▶ Texto selecionado
Não há o que se dizer. É preciso retomar 68, escrevê-lo e debatê-lo, retomá-lo e buscá-lo em sua essência de negação da exclusão em todos os seus sentidos, de idéias coletivas, de desprendimento, de generosidade, de amor. Por que isso era 1968 no planeta, na Era de Aquarius de gente especial como o Capitão Sérgio, que disse NÃO à ordem de bombardear seres humanos. Era tempo de Maurice e de seu Cinema de Arte em Santos, do espetáculo do teatro, da pintura, da música, da poesia, do jornalismo militante, da ação fascista dos “Caçadores de Comunistas” e dos cultores da velha ordem.

1968 era o tempo de Martin Luther King, um pastor batista de voz forte que cantava “Eu tenho um sonho” e levava neste ano uma passeata de quatro milhões sobre Washington – assassinado há 40 anos em um quatro de abril. Aqui cem mil forravam de gente a Cinelândia carioca em junho, articulavam-se reações às cassações, às repressões, aos crimes, à censura. O país não era e não seria um quartel. Assim era na França, na Itália, na Checoslováquia, no Brasil e na América do Sul e Latina, nos Estados Unidos, na Alemanha, na Inglaterra, enfim. Foi mundial.

▶ Dados de entrada
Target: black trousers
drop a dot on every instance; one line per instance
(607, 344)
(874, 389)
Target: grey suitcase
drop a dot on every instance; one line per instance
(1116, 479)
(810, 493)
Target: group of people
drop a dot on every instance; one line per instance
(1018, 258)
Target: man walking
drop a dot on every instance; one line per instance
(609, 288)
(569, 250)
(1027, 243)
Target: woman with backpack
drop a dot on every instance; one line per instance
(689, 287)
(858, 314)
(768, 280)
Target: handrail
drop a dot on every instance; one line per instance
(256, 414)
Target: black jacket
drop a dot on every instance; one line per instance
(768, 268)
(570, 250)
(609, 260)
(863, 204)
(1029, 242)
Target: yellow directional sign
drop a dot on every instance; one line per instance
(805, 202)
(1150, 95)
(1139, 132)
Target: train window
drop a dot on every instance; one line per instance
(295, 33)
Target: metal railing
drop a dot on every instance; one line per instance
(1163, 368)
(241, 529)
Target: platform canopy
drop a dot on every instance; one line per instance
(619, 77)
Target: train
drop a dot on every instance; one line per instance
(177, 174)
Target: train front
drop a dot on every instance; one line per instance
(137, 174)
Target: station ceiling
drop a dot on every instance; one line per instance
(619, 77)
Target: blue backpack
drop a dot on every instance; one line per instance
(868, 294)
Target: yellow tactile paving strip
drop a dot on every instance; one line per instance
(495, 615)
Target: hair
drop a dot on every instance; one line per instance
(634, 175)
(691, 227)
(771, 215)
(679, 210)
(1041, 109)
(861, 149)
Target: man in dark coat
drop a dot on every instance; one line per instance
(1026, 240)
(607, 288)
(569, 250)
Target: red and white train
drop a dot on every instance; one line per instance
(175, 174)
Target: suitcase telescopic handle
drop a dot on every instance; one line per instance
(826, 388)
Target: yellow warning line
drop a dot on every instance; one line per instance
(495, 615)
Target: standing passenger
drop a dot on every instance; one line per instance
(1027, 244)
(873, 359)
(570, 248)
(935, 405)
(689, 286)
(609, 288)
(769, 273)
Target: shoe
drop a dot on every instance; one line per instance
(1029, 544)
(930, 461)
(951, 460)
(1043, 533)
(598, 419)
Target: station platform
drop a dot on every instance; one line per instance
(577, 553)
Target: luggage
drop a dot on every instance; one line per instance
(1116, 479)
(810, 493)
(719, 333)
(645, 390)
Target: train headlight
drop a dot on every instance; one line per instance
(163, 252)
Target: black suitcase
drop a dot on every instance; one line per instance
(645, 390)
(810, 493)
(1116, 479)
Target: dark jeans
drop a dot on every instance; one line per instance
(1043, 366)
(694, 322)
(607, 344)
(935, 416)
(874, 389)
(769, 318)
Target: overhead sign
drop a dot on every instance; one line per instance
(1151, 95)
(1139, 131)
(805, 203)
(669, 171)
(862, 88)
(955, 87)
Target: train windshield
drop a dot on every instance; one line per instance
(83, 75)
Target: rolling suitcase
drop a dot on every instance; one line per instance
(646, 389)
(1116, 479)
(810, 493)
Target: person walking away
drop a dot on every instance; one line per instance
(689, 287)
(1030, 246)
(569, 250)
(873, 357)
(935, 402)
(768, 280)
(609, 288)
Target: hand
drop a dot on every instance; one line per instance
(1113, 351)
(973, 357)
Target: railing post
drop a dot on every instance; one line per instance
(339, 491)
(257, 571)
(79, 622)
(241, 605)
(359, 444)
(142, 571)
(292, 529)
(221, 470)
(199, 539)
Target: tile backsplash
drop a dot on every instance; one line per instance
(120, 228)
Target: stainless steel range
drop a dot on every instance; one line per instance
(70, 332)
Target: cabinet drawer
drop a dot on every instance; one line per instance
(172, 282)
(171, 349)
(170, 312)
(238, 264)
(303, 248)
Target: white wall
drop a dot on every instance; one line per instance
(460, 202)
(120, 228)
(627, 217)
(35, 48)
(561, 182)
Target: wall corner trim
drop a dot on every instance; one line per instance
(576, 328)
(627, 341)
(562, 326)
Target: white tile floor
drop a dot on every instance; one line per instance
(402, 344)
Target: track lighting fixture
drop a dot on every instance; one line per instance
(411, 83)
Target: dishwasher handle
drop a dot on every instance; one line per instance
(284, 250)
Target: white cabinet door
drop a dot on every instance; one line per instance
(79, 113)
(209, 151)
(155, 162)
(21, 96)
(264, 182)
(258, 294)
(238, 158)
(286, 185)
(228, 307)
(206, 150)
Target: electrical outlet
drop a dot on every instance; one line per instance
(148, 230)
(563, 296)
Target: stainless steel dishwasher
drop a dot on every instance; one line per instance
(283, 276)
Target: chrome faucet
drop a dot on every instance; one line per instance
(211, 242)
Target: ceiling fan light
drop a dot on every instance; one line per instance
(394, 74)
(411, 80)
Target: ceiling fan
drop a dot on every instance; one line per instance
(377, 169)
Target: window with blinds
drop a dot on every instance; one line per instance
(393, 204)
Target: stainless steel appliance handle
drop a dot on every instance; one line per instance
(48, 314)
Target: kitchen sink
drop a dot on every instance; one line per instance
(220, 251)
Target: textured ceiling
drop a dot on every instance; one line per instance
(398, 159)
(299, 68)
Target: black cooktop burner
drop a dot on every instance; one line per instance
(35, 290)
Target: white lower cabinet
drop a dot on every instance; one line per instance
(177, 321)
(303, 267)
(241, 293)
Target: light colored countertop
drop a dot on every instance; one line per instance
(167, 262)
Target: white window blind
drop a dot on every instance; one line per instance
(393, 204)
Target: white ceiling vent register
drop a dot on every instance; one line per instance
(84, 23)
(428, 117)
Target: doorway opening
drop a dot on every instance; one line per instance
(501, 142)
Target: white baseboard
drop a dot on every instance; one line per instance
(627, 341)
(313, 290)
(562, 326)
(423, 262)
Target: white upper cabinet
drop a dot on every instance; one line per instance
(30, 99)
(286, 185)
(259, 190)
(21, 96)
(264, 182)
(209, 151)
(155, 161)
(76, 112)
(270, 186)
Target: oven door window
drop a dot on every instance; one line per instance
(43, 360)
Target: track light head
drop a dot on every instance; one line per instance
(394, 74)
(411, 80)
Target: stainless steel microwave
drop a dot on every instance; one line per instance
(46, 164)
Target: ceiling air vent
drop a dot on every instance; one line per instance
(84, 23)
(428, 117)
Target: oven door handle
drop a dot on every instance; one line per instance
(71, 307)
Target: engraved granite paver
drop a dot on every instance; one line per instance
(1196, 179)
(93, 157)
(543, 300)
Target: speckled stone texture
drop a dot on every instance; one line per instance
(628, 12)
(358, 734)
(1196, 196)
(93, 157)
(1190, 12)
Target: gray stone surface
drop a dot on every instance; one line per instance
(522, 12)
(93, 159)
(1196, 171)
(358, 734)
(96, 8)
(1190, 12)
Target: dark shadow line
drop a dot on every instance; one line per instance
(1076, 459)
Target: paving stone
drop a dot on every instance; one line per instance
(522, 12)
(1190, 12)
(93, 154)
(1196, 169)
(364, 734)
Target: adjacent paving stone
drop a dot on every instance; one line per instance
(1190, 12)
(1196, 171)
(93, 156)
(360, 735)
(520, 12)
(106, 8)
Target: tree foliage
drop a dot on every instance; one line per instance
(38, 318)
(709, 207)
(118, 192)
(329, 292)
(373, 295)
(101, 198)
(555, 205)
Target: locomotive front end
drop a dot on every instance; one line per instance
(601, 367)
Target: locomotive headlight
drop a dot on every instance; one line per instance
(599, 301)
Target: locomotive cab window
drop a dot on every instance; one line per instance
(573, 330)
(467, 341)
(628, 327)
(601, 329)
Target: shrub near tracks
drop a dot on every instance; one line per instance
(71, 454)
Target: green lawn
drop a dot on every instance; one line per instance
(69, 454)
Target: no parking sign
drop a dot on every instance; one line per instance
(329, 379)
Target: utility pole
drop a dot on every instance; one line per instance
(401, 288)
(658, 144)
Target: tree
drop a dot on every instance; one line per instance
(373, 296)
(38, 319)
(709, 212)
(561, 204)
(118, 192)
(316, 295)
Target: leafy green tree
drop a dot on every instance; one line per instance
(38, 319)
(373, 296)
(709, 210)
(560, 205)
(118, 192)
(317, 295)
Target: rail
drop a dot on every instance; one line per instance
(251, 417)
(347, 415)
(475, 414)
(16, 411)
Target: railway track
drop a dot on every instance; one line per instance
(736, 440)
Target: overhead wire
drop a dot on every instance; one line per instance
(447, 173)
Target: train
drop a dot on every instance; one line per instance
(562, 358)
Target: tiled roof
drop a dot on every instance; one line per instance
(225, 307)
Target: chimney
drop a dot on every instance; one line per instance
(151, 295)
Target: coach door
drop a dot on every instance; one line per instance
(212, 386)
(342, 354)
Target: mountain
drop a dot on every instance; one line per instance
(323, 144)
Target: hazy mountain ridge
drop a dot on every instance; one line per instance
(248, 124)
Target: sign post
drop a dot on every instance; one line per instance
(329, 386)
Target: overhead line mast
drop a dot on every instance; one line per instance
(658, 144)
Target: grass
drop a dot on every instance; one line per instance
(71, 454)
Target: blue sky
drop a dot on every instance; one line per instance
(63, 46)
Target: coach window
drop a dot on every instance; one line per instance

▶ Exercício 1
Troque "blue sky" por "clear sky" no trecho dos registros que vai da linha com "Target: overhead line mast" até o fim dos registros, reproduzindo esse trecho sem nenhuma outra alteração.
▶ Exercício 2
Retome o texto sobre o ano de 1968 a partir do ponto em que ele termina.
Os registros não têm relação alguma com o texto.

▶ Resposta final 1
Target: overhead line mast
drop a dot on every instance; one line per instance
(658, 144)
Target: grass
drop a dot on every instance; one line per instance
(71, 454)
Target: clear sky
drop a dot on every instance; one line per instance
(63, 46)
Target: coach window
drop a dot on every instance; one line per instance

▶ Resposta final 2
Era uma gente criativa, colorida e de cabelos longos, igual, intelectual e engajada em mega-soluções e ações diretas – que impregnava de alegria uma geração cujas causas ultrapassavam o umbigo que se discute hoje. Ao contrário do que dizem, 1968 começou no Brasil, concomitante aos estudantes de Nanterre, que brigaram por não poder mais visitar as moças nos dormitórios. Aqui, uma manifestação para melhorar a comida do restaurante Calabouço detonou a ação coletiva, transformadora como os movimentos sociais reivindicatórios que levamos hoje, como do transporte coletivo.

Em 28 de março tombou Edson Luiz com 16 anos, baleado pela polícia, inaugurando 68 aqui. Um ano que acabaria, no Brasil, com um ato violento em que a Ditadura se radicalizava, em 13 de dezembro – com dez mil cassados e impedidos de atuar na política. Era o Ato cinco. Temos heróis que denunciavam a tortura, temos os que pereceram, os que foram soltos depois da ação libertária integrada por Gabeira, letra e música, herói. Mas o que foi 68? Depois de mais três décadas, ainda está em estudo, garantem os especialistas em análises sociológicas, históricas, psicológicas, pois explodiu em diferentes formas no mundo, a favor e contra o stalinismo, contra o racismo, a guerra, a Ditadura Militar brasileira que torturava e proibia, enfim. O espírito de 1968 correu o mundo sem a Internet, que não existia. Foi a globalização da revolta, ansiosa por um mundo novo, produzida pelo espírito de Eros, a exarcebação da libido. Foi profético.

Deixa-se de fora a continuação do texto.